** begin PROVIDED MATERIAL **

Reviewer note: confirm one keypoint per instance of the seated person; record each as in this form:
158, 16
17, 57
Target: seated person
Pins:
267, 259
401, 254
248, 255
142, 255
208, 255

** end PROVIDED MATERIAL **

*TASK TO COMPLETE*.
Reproduce every line of the records above, including the requests. Add -124 to each x and y value of the pinned keypoint coordinates, and leave the sample pairs in the requests unchanged.

*RESPONSE BELOW*.
Reviewer note: confirm one keypoint per instance of the seated person; record each as in this form:
158, 16
17, 57
Target: seated person
Pins:
143, 135
277, 130
124, 131
18, 131
84, 131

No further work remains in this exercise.